• _Your instructions_
Only the number is wanted: how many lines of these entries contain the word "tight"?

• _Supplied records_
-- Opening Marker --

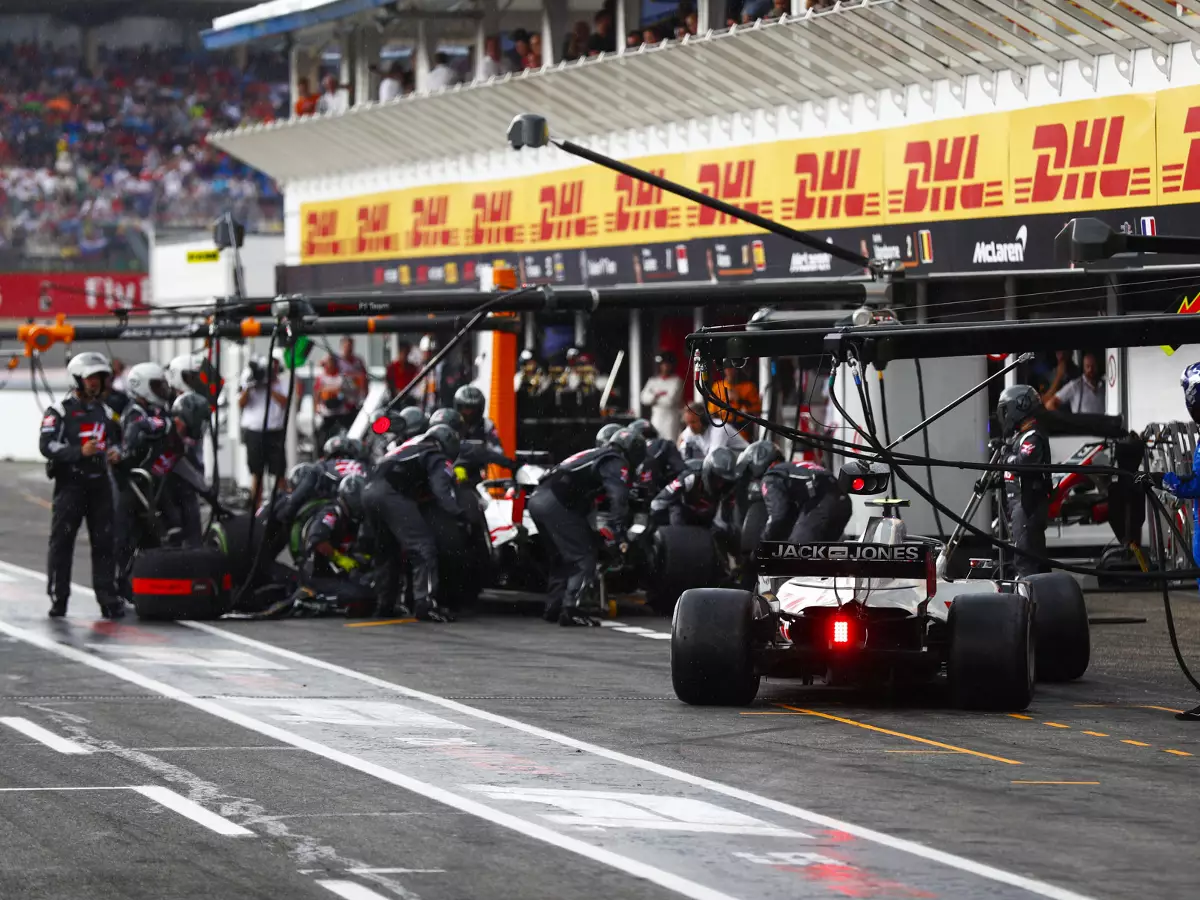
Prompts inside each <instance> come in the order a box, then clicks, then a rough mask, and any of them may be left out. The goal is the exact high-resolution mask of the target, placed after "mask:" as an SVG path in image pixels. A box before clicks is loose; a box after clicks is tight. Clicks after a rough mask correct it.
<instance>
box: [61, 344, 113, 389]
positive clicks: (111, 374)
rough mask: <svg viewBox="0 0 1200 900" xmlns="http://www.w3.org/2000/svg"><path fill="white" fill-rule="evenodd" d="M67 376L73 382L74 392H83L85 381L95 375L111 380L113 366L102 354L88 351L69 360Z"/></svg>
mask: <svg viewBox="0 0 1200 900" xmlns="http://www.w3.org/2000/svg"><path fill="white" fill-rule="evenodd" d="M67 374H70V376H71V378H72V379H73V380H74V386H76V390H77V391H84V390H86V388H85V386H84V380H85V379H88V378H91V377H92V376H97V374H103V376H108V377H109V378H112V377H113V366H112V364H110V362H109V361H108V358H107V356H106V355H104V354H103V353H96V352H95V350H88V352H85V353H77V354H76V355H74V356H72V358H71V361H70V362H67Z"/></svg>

-- Closing Marker --
-- Opening Marker --

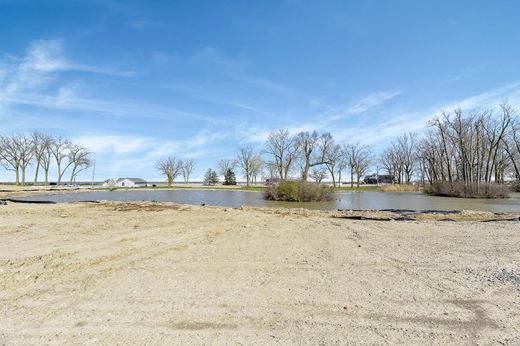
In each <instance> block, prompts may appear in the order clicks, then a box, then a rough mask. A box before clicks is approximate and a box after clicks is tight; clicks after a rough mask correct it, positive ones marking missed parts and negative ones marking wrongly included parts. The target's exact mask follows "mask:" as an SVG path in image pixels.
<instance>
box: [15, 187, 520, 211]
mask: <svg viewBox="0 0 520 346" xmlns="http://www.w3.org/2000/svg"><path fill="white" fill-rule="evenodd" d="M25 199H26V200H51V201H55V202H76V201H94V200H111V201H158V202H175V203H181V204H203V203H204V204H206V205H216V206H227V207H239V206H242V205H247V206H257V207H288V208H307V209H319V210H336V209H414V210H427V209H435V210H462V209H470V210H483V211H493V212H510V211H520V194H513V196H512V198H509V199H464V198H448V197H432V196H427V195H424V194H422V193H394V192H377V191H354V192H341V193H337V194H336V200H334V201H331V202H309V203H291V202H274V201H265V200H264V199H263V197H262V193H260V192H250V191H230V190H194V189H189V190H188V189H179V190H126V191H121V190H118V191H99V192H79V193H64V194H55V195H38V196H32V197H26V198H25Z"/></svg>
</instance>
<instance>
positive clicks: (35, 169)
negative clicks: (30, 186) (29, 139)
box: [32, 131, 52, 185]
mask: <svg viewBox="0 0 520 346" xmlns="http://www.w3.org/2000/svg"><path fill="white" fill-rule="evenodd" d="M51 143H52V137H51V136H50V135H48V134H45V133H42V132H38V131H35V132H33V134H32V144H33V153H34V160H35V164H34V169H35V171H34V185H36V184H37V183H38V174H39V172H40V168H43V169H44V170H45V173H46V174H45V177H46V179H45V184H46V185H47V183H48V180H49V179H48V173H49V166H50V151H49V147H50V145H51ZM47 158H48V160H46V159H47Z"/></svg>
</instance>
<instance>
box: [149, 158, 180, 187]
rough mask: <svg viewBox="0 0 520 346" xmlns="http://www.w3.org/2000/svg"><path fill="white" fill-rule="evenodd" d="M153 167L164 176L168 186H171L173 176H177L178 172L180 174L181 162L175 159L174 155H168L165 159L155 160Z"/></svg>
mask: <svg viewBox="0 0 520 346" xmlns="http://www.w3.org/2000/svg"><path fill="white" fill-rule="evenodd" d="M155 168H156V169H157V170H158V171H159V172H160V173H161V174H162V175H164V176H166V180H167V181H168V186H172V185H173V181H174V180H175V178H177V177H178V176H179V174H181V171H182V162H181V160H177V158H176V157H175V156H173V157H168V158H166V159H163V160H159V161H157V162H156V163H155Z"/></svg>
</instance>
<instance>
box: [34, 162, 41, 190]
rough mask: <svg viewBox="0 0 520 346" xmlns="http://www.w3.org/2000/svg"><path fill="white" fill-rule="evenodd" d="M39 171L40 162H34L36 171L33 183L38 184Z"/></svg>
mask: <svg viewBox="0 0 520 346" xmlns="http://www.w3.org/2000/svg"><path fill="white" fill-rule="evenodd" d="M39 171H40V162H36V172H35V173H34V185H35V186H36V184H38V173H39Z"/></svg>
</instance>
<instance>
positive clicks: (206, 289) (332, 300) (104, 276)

-- Closing Marker --
-- Opening Marker --

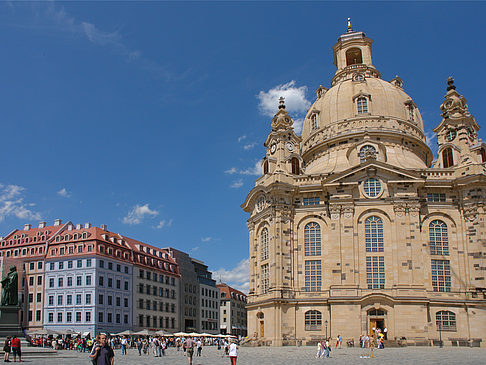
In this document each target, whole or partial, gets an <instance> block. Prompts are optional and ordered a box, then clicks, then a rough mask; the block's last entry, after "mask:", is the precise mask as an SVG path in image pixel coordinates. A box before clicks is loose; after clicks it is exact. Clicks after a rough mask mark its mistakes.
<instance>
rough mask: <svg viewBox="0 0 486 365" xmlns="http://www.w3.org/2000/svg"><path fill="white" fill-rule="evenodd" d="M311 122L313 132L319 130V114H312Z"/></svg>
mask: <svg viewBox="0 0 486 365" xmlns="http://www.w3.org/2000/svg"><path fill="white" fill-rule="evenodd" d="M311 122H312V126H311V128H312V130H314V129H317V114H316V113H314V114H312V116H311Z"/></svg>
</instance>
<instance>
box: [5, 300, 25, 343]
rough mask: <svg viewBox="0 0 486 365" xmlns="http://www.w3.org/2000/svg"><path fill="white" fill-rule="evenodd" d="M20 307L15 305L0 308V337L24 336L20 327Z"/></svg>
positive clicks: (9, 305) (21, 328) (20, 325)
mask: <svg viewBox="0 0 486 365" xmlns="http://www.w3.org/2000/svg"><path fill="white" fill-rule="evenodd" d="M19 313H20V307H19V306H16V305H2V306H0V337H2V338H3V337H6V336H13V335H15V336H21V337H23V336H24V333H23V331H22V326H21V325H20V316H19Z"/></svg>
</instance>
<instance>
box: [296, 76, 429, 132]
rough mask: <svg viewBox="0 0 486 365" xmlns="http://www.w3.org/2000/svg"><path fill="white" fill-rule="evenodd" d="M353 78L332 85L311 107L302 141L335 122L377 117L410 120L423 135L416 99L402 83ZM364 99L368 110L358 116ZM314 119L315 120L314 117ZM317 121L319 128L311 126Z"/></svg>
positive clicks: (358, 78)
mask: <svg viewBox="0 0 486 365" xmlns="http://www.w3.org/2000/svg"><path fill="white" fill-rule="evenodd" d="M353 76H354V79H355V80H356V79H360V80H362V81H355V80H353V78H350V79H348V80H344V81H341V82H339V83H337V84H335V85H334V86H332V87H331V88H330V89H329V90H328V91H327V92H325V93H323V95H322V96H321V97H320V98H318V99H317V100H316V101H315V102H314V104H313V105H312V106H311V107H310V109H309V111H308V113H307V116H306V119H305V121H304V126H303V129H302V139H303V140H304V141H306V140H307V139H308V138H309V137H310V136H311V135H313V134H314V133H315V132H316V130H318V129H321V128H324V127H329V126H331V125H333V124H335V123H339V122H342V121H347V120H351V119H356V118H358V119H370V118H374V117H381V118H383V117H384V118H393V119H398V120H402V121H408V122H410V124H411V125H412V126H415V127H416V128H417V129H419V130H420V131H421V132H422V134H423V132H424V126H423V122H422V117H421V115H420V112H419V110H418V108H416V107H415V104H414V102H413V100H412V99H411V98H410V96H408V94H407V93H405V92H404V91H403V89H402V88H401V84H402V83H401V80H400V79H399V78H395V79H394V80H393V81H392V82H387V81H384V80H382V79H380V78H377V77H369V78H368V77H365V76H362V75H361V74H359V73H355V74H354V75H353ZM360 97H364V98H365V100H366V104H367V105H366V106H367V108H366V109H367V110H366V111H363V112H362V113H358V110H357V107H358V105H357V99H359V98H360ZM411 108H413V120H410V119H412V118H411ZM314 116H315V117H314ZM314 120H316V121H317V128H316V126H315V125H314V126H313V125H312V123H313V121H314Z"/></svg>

-- Closing Marker --

• _Task answer_
2